[Opening Supplied material section]
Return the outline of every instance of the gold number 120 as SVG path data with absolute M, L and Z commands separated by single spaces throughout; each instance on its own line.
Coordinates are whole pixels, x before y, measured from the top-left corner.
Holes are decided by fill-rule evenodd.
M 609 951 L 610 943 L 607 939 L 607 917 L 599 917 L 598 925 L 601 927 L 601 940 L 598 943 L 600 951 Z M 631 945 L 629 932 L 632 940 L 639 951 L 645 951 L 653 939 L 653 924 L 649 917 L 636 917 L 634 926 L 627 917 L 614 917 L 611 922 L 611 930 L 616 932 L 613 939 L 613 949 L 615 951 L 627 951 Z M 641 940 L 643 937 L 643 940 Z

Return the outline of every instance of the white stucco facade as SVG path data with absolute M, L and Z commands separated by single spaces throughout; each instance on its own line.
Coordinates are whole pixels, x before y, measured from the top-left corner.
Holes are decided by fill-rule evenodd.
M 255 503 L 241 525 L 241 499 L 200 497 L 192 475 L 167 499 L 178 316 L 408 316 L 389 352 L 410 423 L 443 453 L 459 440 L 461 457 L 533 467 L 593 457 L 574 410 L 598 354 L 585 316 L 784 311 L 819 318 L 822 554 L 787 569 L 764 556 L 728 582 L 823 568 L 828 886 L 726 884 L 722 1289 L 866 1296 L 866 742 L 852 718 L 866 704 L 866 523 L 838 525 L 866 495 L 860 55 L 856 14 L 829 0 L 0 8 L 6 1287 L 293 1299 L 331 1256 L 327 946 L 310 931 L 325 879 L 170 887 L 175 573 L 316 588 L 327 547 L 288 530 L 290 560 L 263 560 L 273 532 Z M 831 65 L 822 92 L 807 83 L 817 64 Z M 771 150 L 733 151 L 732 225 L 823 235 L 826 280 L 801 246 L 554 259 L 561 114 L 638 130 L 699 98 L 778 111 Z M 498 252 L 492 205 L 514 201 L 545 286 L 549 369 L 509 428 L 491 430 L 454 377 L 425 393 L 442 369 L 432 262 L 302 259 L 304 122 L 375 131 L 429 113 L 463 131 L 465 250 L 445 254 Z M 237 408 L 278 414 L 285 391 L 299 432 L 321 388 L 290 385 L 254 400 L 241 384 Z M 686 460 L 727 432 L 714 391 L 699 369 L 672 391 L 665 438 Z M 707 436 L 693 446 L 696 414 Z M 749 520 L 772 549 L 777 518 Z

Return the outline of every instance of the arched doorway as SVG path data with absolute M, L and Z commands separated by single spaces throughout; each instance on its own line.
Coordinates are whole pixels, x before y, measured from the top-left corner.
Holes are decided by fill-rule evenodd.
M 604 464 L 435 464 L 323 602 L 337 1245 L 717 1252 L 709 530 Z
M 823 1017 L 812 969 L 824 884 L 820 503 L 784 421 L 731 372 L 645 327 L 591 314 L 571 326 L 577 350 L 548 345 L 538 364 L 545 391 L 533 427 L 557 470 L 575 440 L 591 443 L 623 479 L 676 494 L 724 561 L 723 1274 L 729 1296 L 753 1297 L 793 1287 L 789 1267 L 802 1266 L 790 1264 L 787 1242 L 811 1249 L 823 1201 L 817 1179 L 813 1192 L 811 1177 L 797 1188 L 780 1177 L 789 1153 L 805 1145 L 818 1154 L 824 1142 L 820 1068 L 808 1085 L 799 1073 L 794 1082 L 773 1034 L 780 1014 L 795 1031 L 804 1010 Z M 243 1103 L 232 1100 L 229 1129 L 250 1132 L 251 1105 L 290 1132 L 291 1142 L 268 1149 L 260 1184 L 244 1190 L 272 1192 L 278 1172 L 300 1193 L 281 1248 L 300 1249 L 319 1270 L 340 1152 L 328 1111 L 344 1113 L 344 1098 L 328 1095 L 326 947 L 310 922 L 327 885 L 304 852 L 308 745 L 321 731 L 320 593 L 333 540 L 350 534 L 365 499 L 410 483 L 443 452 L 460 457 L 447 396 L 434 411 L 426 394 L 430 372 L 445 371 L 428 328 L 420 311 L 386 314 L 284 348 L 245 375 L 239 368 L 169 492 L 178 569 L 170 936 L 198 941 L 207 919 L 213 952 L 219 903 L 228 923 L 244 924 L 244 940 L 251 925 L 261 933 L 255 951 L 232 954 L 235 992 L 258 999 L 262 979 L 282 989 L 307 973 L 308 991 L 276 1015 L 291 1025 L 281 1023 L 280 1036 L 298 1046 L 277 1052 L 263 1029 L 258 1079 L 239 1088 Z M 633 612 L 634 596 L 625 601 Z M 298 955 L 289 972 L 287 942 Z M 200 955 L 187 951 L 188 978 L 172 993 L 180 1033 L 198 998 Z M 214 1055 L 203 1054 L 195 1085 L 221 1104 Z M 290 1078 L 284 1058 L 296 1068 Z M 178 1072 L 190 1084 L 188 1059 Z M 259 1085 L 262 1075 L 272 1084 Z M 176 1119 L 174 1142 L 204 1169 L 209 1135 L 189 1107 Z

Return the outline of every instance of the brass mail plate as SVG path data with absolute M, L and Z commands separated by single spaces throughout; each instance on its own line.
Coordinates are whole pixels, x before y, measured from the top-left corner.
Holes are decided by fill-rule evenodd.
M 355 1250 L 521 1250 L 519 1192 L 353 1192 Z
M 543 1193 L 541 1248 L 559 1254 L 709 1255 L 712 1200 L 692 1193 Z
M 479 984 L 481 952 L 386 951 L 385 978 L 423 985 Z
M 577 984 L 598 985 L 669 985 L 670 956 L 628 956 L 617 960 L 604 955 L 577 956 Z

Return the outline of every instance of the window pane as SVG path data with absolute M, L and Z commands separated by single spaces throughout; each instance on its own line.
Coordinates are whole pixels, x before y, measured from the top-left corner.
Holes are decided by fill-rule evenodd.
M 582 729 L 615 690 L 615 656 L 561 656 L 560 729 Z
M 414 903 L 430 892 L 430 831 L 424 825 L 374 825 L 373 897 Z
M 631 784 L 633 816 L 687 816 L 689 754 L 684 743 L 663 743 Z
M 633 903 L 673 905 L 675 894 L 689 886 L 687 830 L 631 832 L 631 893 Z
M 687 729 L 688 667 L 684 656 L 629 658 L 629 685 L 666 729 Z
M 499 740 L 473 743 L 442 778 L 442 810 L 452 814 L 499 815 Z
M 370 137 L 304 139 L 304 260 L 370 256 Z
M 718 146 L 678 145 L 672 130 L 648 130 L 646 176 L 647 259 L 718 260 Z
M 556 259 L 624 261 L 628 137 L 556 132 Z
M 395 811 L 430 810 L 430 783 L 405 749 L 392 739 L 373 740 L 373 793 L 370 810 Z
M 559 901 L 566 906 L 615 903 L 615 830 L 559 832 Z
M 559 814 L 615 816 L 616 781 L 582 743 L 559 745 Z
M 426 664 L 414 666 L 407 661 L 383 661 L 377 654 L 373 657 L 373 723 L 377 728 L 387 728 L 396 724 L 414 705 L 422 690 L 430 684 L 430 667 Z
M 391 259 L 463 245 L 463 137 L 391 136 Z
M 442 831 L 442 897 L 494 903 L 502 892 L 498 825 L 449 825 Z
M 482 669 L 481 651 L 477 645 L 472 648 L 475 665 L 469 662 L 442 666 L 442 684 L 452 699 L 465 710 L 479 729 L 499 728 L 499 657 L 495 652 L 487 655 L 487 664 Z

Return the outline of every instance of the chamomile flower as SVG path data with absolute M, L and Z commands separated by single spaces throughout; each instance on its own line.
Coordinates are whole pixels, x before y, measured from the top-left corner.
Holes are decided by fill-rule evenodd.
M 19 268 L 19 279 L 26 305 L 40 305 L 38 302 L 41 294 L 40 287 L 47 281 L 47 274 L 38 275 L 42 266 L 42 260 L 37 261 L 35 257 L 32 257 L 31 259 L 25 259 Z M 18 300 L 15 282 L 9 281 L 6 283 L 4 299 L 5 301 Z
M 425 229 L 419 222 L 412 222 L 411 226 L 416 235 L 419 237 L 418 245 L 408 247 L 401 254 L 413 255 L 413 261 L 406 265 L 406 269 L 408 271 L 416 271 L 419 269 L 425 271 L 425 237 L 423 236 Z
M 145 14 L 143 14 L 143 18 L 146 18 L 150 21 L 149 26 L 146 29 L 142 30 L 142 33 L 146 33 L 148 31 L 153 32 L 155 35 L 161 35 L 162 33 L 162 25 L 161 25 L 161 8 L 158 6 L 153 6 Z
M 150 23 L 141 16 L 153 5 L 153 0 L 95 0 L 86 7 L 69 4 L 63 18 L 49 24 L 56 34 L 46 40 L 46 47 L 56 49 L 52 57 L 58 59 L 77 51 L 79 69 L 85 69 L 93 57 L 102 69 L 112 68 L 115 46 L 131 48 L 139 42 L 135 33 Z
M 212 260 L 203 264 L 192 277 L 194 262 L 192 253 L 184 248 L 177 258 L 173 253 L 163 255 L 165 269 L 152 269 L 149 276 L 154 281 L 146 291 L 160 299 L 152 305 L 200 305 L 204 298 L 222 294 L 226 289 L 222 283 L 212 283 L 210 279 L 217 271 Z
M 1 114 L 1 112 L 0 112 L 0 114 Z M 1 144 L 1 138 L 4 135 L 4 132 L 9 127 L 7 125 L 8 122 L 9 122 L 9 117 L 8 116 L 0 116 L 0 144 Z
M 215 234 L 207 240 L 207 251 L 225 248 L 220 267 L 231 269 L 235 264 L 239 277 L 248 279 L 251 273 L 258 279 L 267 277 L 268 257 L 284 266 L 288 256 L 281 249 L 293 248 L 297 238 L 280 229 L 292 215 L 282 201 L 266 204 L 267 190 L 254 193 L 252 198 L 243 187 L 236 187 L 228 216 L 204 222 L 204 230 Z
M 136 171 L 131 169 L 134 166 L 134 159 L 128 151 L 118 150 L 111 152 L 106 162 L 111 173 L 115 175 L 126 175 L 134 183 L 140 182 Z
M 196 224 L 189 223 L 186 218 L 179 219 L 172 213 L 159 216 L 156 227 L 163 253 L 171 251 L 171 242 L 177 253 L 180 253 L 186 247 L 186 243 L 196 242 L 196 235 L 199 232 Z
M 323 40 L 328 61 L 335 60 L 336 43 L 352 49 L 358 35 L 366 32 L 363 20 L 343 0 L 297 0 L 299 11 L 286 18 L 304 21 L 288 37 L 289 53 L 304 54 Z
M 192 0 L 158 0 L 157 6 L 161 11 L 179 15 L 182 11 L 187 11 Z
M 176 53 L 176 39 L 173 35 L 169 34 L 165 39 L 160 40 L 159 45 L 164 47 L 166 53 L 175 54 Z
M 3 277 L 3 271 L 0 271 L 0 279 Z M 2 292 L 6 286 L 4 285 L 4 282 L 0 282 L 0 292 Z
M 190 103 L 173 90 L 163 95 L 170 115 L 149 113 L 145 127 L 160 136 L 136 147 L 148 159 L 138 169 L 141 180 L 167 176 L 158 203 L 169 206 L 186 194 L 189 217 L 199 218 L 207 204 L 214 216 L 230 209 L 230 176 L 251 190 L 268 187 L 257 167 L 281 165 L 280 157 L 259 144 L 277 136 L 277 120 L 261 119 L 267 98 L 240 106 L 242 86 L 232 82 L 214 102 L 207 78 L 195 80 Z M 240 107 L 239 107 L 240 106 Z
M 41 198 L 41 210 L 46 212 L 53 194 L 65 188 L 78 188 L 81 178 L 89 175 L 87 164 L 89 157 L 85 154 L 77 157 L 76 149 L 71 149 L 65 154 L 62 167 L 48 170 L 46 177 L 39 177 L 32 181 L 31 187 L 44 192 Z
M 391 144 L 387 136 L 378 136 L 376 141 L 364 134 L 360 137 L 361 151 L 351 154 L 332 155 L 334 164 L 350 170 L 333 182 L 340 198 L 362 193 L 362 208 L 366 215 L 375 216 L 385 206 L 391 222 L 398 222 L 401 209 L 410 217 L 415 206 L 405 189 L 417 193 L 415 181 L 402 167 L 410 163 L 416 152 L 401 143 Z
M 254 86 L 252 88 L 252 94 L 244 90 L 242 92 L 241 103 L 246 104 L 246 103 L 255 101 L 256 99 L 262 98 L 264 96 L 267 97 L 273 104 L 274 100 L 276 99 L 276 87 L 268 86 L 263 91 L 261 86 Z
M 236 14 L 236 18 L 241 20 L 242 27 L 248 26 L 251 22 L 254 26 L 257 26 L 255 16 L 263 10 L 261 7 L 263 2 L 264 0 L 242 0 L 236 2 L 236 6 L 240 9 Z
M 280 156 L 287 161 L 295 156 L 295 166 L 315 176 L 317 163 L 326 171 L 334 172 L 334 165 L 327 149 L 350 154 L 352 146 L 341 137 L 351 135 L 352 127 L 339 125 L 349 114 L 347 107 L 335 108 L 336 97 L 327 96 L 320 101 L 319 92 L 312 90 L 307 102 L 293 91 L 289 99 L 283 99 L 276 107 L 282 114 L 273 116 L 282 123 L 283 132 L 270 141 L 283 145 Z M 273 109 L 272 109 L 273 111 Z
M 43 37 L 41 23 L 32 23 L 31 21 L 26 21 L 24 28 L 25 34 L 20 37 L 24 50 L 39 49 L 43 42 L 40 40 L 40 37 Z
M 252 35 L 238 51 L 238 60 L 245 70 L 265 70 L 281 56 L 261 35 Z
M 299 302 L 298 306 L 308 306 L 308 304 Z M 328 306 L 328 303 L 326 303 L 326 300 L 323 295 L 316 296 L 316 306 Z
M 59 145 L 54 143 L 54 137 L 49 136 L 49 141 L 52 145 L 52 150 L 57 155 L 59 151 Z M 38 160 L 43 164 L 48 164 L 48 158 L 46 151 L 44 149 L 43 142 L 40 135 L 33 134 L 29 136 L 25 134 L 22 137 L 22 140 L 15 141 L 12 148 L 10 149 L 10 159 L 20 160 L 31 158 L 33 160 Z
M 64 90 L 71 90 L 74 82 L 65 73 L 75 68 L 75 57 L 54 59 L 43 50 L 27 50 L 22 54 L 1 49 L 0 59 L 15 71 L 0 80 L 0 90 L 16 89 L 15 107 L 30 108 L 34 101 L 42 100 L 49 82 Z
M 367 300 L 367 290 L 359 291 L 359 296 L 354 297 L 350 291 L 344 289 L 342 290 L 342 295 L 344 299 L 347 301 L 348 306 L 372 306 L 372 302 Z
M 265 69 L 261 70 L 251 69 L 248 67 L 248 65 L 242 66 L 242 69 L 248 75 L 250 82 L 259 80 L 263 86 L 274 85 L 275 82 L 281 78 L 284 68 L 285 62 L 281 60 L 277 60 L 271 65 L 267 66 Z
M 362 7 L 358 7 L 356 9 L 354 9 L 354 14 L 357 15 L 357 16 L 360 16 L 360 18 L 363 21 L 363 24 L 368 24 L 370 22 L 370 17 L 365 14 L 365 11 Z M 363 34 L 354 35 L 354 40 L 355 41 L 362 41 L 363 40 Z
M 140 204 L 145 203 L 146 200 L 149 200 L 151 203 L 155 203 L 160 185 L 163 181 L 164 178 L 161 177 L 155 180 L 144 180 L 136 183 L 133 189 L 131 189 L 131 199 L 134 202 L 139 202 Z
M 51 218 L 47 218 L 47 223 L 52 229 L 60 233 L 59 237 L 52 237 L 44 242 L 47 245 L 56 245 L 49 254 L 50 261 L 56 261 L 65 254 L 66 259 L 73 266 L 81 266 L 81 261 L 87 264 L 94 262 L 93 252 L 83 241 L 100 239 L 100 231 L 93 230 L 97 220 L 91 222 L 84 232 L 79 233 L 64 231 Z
[Closing Supplied material section]
What you are asked to do: Scan the listing for the string "path" and copy every line that carries it.

Task response:
Return the outline of every instance of the gold number 120 as SVG path data with absolute M, L and Z commands separated by single spaces throughout; each instance on its own line.
Return the outline of every instance of the white stucco facade as SVG path data with absolute M, L and Z commands separated by single spaces throughout; each instance on its own line.
Return the outline of every instance of the arched doorway as SVG path data with absolute M, L and Z commands separated by single spaces throughout; each instance on its own line.
Return the outline of every instance of the brass mail plate as SVG path data with absolute M, L and Z commands separated by single spaces throughout; each instance on its own line.
Return the outline of every instance of the window pane as SVG path data with absolute M, L and Z commands separated by single spaces throughout; each instance on its own line.
Return the outline of every instance of the chamomile flower as SVG path data with absolute M, L and Z commands separated by single spaces throughout; each instance on its own line.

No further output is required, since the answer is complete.